** Written problem **
Copy out every line of the material below that contains the string "window".

** Source records **
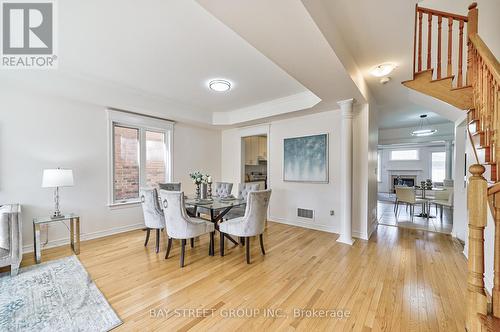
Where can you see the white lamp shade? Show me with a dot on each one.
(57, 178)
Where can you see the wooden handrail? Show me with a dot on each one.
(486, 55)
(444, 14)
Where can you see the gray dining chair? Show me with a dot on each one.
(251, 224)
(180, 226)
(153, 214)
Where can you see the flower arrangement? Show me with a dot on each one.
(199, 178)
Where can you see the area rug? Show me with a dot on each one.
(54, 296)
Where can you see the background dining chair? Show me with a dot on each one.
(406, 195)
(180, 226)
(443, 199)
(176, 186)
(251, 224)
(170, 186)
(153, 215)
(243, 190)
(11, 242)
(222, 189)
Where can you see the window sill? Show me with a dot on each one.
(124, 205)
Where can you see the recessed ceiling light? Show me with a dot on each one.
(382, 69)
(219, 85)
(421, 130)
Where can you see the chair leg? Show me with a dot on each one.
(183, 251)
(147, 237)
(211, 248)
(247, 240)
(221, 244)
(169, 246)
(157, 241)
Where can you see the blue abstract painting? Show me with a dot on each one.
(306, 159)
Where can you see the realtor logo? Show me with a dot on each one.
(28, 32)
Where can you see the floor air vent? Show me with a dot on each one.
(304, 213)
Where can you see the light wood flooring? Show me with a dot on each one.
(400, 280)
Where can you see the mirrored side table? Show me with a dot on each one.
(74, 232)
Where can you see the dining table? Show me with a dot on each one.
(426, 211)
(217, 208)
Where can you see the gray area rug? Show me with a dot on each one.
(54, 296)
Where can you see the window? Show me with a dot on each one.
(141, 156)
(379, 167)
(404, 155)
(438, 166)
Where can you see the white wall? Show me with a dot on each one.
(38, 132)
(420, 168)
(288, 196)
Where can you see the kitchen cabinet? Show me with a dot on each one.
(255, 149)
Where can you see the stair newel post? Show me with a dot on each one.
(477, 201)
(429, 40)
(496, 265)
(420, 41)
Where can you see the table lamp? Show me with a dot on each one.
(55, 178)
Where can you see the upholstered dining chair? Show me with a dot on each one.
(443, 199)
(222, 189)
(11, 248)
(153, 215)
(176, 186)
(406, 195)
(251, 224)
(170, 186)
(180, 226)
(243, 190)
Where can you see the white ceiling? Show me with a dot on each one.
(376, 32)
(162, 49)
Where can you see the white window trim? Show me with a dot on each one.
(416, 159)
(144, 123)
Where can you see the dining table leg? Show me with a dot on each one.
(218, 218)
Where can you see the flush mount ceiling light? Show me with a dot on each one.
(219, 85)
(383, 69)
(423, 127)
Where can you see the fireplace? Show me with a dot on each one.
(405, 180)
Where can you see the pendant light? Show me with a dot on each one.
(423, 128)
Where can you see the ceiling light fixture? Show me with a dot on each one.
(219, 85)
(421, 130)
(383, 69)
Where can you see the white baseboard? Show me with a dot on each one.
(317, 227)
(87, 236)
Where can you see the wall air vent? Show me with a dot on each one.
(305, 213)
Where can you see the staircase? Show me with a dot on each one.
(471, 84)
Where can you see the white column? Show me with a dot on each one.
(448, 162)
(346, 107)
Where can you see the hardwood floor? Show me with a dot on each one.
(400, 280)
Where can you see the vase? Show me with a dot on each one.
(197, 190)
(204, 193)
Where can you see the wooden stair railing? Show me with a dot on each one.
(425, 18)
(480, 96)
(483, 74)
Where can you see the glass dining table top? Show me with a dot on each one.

...

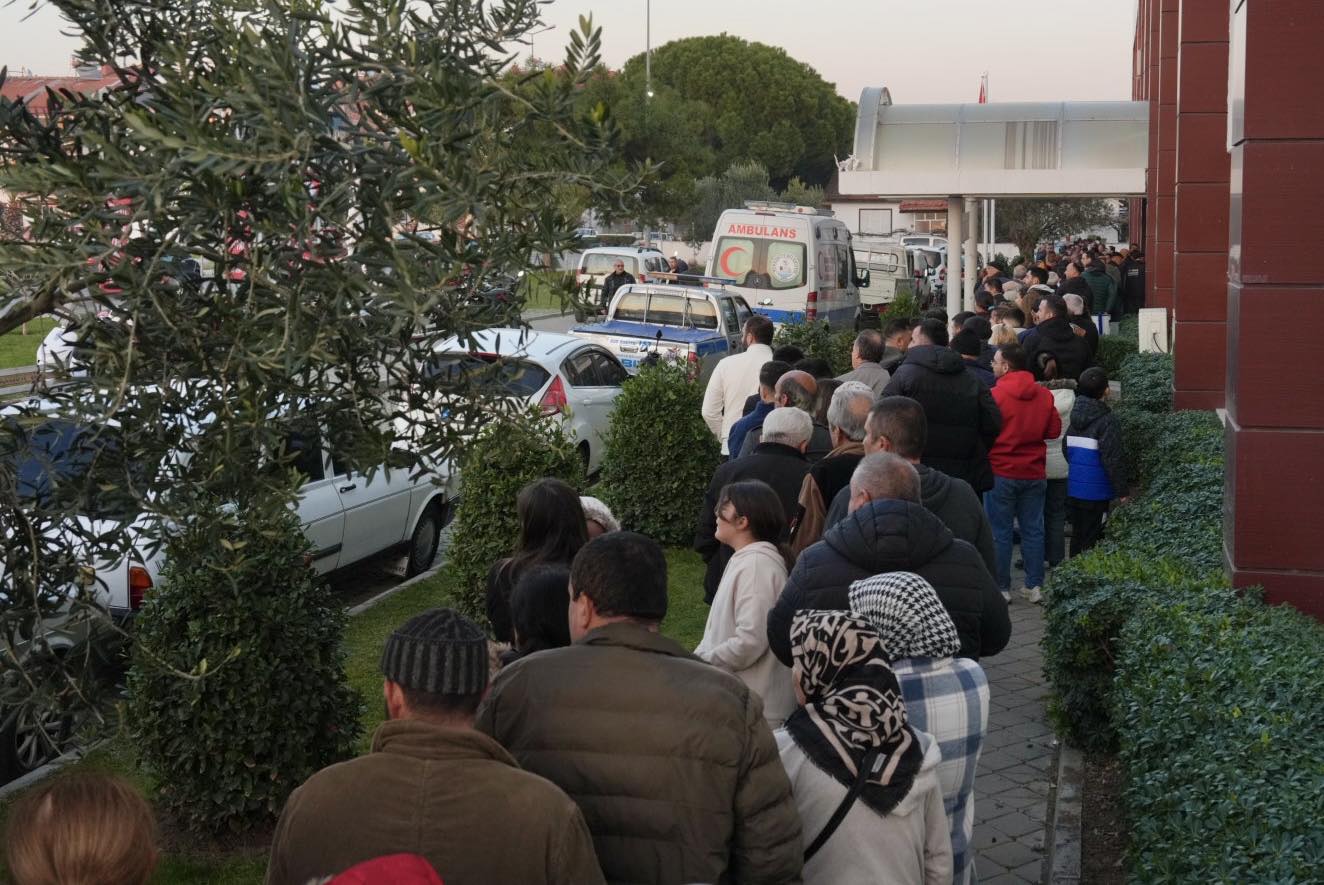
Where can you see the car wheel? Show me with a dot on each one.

** Completed exercise **
Where can you see the window sill? Show me with a dot on each one.
Where can you see the window? Show me with a dot on each one.
Where can you see the white window trim? Show me with a dot on each one.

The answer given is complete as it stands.